--- BEGIN RECORDS SUPPLIED ---
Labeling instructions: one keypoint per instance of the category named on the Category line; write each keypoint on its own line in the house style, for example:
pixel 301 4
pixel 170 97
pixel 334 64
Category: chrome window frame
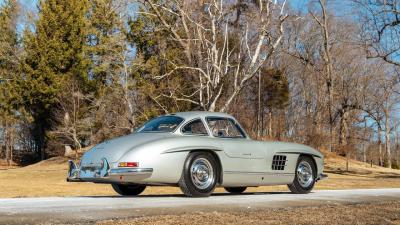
--- END RECORDS SUPPLIED ---
◆ REQUIREMENTS
Return every line of the records above verbatim, leaving out the picture.

◆ OUTPUT
Labeling instructions: one keypoint per instance of the category named on the Category line; write each keypoint on its own line in the house style, for example:
pixel 301 4
pixel 170 97
pixel 334 64
Category: chrome window frame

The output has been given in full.